__Texto de lectura__.
----
Esa es la esencia de nuestra respuesta a Dios, no tenemos cómo ni con qué pagarle: No podemos pagarle porque todo cuento tenemos es suyo. Pero ese reconocimiento de saber que todo nos viene de Él y que por Él se nos ha dado, eso es lo que nos salva. Mucho podemos obtener si lo pedimos, pero la salvación no llega, si no poseemos la gratitud del corazón y ella se traduce en amorosos gestos de adoración. «La mejor forma de oración es esta alabanza que reconoce que Dios es Dios y el hombre no es Dios. Cabe al hombre acoger el don de Dios y alabarlo con gratitud. Justamente lo contrario del espíritu de mérito.»[2] La adoración es el único gesto sincero que posee el ser humano y que puede darse a Dios para testimoniar su generosidad, su benevolencia, su munificencia, para reconocer que nos hace participes de su largueza, que su generosidad es sin límites, que nos cubre de besos, nos viste con el mejor traje, nos pone anillo y sandalias en los pies, hace traer el ternero cebado y lo manda sacrificar para hacernos la cena de bienvenida, porque estábamos muertos y hemos vuelto a la vida, estábamos perdidos y nos ha encontrado. ¡Así como Dios celebra nuestra salvación, celebremos nosotros al Dios que nos salva!


Queremos enfatizar que Dios es Dios de la liberación, no de la esclavitud. Ni siquiera por asomo podemos leer a Dios como poder opresor. Por eso la misión evangelizadora tiene que darse siempre por vías de liberación y jamás por rutas impositivas. Sí el anuncio del Evangelio confunde los medios, ciertamente que no estará destinado a alcanzar su fin. Y, quien creyere estar prestando un servicio  a la causa de Jesús al estilo draconiano, le estará prestando el peor servicio porque en realidad estará atentando contra la esencia misma de la Palabra. Por eso las acciones testimoniales que emprende el evangelizador deben conducir a encantar, a fascinar, a enamorar. Nunca la imposición será Buena Nueva.
----
__Datos proporcionados__.
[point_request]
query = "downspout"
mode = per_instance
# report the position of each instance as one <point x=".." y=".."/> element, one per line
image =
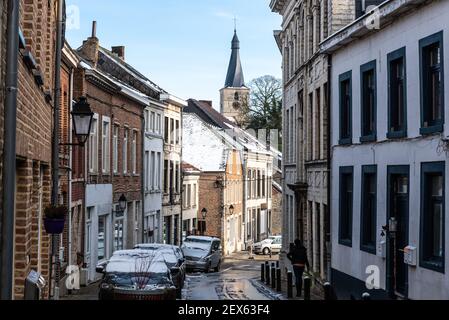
<point x="70" y="170"/>
<point x="142" y="179"/>
<point x="329" y="165"/>
<point x="9" y="152"/>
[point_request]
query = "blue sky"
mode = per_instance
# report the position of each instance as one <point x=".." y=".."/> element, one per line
<point x="184" y="45"/>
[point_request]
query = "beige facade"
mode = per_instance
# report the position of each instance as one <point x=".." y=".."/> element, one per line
<point x="305" y="124"/>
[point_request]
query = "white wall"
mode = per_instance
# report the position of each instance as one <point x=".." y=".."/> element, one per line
<point x="406" y="31"/>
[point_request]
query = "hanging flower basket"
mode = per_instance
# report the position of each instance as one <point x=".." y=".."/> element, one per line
<point x="54" y="220"/>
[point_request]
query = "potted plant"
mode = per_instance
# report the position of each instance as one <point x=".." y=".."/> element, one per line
<point x="54" y="220"/>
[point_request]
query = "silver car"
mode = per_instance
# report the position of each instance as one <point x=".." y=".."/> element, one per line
<point x="202" y="253"/>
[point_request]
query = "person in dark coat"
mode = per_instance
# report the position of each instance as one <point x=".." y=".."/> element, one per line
<point x="298" y="258"/>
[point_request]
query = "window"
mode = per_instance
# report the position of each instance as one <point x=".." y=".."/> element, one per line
<point x="147" y="121"/>
<point x="148" y="177"/>
<point x="432" y="216"/>
<point x="172" y="131"/>
<point x="115" y="149"/>
<point x="153" y="170"/>
<point x="346" y="108"/>
<point x="397" y="95"/>
<point x="368" y="219"/>
<point x="158" y="173"/>
<point x="178" y="133"/>
<point x="368" y="101"/>
<point x="158" y="124"/>
<point x="346" y="205"/>
<point x="101" y="238"/>
<point x="166" y="178"/>
<point x="134" y="152"/>
<point x="125" y="150"/>
<point x="93" y="146"/>
<point x="166" y="130"/>
<point x="432" y="84"/>
<point x="105" y="146"/>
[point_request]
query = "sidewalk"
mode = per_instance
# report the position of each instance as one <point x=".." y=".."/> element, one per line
<point x="84" y="294"/>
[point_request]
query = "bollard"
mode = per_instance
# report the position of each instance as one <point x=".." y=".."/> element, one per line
<point x="307" y="286"/>
<point x="267" y="274"/>
<point x="262" y="272"/>
<point x="366" y="296"/>
<point x="279" y="280"/>
<point x="289" y="284"/>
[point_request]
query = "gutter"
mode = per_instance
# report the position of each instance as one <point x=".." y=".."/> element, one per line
<point x="9" y="152"/>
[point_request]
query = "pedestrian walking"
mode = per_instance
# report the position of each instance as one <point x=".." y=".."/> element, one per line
<point x="298" y="258"/>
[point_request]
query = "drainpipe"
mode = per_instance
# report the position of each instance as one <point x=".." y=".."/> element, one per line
<point x="329" y="166"/>
<point x="142" y="180"/>
<point x="9" y="152"/>
<point x="55" y="138"/>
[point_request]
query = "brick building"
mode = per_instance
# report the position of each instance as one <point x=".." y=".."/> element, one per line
<point x="33" y="141"/>
<point x="114" y="157"/>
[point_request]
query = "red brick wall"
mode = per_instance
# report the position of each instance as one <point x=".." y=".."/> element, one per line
<point x="34" y="125"/>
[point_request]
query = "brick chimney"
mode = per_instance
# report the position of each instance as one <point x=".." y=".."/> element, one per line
<point x="119" y="51"/>
<point x="208" y="102"/>
<point x="91" y="46"/>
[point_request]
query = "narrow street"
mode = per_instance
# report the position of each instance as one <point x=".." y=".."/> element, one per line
<point x="237" y="280"/>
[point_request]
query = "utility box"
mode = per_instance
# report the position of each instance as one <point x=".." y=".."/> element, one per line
<point x="34" y="284"/>
<point x="410" y="256"/>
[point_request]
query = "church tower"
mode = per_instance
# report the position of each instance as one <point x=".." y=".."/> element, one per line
<point x="234" y="97"/>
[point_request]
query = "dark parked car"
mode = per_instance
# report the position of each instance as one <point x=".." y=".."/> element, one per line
<point x="202" y="253"/>
<point x="173" y="257"/>
<point x="136" y="275"/>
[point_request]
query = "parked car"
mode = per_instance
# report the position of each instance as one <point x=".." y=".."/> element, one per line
<point x="136" y="275"/>
<point x="202" y="253"/>
<point x="272" y="244"/>
<point x="173" y="257"/>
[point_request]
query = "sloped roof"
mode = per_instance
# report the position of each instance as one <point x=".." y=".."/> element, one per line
<point x="235" y="78"/>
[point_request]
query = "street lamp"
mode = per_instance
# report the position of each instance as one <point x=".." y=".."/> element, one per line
<point x="82" y="116"/>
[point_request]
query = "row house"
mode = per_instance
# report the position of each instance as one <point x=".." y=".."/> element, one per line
<point x="114" y="158"/>
<point x="220" y="211"/>
<point x="390" y="152"/>
<point x="306" y="128"/>
<point x="32" y="125"/>
<point x="172" y="184"/>
<point x="190" y="199"/>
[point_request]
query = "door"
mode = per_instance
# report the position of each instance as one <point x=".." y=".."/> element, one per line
<point x="397" y="238"/>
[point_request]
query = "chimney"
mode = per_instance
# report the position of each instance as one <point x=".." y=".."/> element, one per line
<point x="208" y="102"/>
<point x="91" y="46"/>
<point x="120" y="51"/>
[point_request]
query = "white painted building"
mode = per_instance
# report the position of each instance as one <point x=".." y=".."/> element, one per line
<point x="390" y="152"/>
<point x="153" y="158"/>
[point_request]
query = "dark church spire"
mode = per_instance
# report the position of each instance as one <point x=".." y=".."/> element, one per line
<point x="235" y="77"/>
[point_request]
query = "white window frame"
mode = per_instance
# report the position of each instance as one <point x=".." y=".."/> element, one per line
<point x="125" y="149"/>
<point x="116" y="134"/>
<point x="106" y="145"/>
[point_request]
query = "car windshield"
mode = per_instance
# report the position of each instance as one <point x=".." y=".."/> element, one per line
<point x="136" y="280"/>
----
__Tareas del ejercicio__.
1 > Según el texto sobre la adoración a Dios, ¿por qué la misión evangelizadora debe darse siempre por vías de liberación y nunca por rutas impositivas? Responde en una a tres oraciones.
2 > Transcribe sin cambios el fragmento del texto sobre la adoración a Dios que empieza en las palabras "Queremos enfatizar que" y termina después de "será Buena Nueva.".
3 > Completa la parte siguiente del texto sobre la adoración a Dios a partir de su última oración.

__Las respuestas__.
1 > Porque Dios es Dios de la liberación y no de la esclavitud, y de ningún modo puede entenderse como un poder opresor. Por eso el anuncio del Evangelio no debe imponerse, sino conducir a encantar, a fascinar y a enamorar.

2 >
Queremos enfatizar que Dios es Dios de la liberación, no de la esclavitud. Ni siquiera por asomo podemos leer a Dios como poder opresor. Por eso la misión evangelizadora tiene que darse siempre por vías de liberación y jamás por rutas impositivas. Sí el anuncio del Evangelio confunde los medios, ciertamente que no estará destinado a alcanzar su fin. Y, quien creyere estar prestando un servicio  a la causa de Jesús al estilo draconiano, le estará prestando el peor servicio porque en realidad estará atentando contra la esencia misma de la Palabra. Por eso las acciones testimoniales que emprende el evangelizador deben conducir a encantar, a fascinar, a enamorar. Nunca la imposición será Buena Nueva.

3 >
Retornemos sobre el tema de las cadenas porque la Segunda Lectura lo vuelve a postular. Puede que el evangelizador esté encadenado pero eso no nos debe –ni por asomo- apesadumbrar. Al contrario, ¡confiemos! Porque, como lo acredita la Carta a Timoteo, cuando el Apóstol arrastra el cepo, el Evangelio despliega sus alas y se disemina, esparciéndose generoso en frutos abundantes. Siempre habrá opositores y adversarios de la Buena Noticia, secuaces del Malo procurando trabar las ruedas con sus palos, pero ὁ λόγος τοῦ Θεοῦ οὐ δέδεται. “la Palabra de Dios no está encadenada” (2Tim 2,9b).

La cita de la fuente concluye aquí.